• [REQUIRED WORK]
Find each line below that includes "windshield", then copy it.

*** SOURCE MATERIAL Section Begins ***

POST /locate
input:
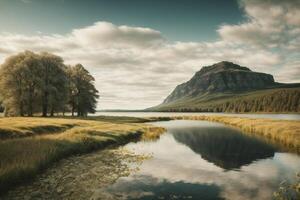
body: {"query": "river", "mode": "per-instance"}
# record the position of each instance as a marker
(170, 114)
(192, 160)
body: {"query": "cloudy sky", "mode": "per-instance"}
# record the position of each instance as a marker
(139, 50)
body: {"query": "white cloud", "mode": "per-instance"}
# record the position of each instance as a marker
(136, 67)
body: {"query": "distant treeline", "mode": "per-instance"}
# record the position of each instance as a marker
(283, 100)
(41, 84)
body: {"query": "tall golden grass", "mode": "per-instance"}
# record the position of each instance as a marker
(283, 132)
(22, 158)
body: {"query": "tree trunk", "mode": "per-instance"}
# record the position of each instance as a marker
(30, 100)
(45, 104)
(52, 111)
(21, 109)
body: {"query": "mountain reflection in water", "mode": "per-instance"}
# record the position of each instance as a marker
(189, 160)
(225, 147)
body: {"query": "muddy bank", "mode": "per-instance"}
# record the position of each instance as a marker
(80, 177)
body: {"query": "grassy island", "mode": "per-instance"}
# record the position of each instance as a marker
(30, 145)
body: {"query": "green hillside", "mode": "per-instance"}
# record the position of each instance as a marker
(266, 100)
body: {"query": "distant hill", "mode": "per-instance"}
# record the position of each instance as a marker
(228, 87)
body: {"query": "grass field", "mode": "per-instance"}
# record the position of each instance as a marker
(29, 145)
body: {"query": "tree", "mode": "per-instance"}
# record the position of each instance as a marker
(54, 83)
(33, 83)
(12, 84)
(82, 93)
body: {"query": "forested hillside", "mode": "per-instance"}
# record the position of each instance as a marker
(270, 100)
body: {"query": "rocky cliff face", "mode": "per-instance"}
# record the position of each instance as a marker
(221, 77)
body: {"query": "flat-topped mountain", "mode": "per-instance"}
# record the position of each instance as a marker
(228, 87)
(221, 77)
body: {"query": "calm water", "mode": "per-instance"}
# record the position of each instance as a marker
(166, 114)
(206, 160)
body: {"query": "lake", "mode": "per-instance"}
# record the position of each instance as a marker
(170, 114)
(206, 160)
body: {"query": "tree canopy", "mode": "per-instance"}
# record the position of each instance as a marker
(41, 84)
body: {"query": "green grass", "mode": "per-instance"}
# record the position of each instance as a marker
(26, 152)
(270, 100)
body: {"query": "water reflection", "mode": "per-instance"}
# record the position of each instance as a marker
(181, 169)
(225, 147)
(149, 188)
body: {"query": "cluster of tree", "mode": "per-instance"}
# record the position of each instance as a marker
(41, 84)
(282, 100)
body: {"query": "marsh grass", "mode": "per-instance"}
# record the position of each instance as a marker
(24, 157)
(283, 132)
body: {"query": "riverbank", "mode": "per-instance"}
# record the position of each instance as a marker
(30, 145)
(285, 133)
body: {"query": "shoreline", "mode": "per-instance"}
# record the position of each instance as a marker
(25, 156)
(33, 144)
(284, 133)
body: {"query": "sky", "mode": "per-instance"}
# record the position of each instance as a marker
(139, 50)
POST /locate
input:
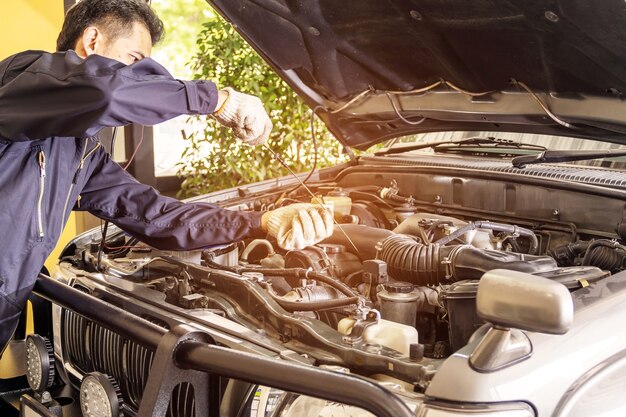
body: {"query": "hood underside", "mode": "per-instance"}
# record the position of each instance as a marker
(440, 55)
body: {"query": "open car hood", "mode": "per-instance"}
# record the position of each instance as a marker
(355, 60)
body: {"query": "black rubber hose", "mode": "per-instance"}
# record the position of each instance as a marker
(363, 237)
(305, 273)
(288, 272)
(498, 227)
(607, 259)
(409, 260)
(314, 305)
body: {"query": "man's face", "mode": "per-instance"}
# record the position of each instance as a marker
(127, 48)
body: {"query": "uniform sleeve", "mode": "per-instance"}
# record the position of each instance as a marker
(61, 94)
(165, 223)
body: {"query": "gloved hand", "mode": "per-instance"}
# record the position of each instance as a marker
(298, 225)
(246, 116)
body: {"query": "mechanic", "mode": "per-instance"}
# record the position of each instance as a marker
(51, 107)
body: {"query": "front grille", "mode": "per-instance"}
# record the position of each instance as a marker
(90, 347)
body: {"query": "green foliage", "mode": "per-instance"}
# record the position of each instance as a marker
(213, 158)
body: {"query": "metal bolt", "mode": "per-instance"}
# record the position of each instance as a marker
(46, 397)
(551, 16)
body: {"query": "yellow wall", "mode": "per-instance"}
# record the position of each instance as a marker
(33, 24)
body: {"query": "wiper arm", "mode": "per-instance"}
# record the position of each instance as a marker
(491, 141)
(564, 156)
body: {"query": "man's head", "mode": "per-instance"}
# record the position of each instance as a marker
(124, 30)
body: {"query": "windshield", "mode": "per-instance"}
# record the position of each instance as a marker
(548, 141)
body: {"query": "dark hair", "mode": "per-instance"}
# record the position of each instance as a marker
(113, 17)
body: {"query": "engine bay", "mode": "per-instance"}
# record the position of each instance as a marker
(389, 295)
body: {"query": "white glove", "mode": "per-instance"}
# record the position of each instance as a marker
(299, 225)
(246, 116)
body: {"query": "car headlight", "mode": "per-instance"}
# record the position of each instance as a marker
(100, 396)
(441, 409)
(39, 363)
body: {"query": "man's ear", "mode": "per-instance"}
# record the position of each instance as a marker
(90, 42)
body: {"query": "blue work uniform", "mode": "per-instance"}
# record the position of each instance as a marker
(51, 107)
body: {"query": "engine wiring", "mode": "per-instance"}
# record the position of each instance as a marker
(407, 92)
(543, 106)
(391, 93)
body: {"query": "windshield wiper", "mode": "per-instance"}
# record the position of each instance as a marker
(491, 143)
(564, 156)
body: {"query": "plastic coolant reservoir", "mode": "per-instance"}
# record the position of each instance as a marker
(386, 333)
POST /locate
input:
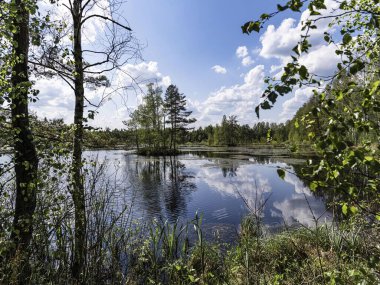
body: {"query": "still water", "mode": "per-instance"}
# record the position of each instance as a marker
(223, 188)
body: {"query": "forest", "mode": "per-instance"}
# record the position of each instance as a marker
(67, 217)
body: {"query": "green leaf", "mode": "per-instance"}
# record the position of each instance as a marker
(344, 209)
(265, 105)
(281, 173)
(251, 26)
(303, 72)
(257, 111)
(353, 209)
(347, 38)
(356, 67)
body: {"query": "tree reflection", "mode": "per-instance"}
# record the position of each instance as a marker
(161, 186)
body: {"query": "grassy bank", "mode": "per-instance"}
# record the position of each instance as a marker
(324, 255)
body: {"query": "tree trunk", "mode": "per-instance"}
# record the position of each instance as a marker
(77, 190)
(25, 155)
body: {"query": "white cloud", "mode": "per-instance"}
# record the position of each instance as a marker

*** SOURCE MATERIAL Section Ends ***
*** SOURCE MATERIAL Section Begins ***

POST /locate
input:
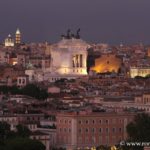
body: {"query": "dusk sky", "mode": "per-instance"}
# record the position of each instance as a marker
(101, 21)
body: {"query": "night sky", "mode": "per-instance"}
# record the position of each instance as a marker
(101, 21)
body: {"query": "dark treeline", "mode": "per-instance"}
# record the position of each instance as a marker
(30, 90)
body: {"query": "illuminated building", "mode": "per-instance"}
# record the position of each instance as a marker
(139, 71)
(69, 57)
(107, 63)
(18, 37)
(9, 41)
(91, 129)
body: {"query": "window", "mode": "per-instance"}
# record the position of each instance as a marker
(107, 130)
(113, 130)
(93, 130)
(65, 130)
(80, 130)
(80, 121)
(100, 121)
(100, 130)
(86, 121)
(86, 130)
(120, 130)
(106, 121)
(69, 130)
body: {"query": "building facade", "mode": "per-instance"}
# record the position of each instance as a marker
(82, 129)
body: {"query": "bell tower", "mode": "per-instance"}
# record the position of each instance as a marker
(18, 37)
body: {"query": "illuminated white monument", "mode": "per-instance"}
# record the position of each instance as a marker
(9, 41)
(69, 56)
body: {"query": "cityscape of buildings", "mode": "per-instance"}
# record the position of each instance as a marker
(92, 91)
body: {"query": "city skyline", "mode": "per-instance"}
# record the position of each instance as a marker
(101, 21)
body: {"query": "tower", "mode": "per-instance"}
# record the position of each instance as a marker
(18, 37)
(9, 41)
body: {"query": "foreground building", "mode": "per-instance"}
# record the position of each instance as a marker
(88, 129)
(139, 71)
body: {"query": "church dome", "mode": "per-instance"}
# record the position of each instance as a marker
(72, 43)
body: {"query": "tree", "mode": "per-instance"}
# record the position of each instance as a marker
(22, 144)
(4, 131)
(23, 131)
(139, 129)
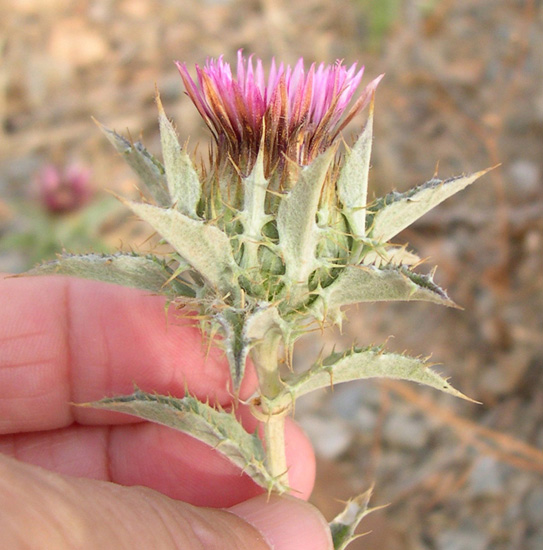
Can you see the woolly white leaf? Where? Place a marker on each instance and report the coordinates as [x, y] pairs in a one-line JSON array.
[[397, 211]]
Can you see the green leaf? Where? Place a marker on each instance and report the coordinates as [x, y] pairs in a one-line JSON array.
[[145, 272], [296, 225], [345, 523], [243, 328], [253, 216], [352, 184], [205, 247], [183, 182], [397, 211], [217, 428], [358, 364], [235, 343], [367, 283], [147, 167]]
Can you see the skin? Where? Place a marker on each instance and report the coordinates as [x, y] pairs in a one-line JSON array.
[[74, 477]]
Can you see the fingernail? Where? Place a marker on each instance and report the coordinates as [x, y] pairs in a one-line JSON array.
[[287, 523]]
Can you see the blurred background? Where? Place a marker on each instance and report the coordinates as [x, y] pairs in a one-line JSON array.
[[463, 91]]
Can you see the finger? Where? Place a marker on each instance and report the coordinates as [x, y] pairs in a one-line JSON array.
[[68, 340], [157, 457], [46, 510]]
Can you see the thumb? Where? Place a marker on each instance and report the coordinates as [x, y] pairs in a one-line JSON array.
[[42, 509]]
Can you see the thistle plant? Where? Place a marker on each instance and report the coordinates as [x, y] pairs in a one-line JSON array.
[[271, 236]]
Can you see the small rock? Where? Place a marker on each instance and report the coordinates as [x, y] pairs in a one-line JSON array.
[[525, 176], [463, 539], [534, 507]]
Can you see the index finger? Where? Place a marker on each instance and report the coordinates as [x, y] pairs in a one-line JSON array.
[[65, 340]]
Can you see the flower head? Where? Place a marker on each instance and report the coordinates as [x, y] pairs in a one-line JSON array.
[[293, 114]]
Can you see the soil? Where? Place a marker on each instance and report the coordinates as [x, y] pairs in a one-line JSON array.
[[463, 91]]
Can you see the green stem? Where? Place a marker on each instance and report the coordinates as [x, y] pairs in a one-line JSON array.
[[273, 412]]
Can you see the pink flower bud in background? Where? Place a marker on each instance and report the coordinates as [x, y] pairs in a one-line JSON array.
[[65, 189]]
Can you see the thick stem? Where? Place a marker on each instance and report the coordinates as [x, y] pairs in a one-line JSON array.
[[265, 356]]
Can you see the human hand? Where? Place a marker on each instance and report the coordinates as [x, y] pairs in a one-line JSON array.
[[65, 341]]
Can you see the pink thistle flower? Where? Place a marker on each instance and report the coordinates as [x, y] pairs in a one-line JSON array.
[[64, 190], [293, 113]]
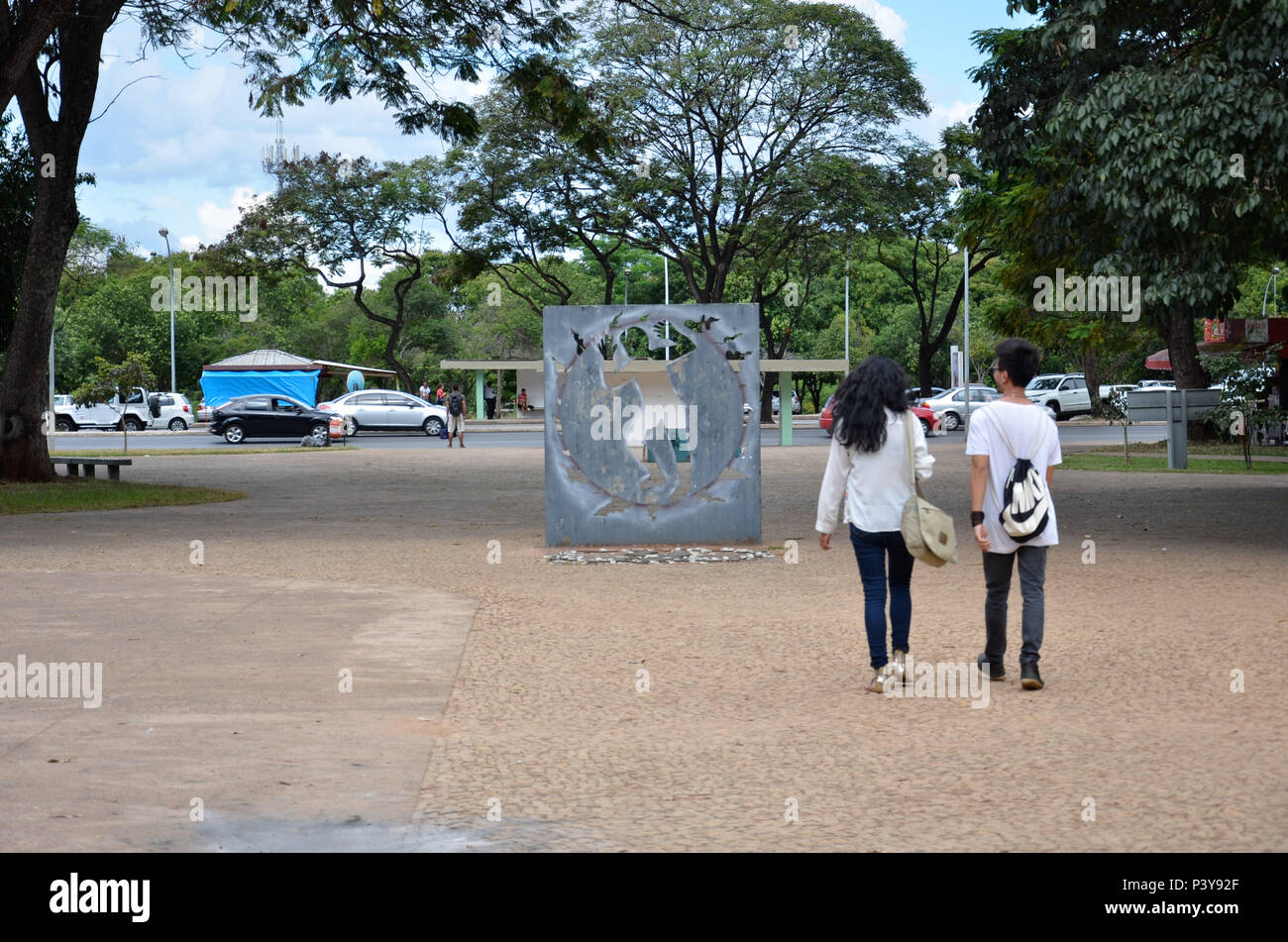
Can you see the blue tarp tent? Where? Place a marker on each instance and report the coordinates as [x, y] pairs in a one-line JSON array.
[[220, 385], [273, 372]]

*** SOURCE MATERIAL Section Ends ***

• [WORKED SOLUTION]
body: {"query": "windshield", "mode": "per-instance"}
body: {"query": "windshield wiper", "mode": "per-instance"}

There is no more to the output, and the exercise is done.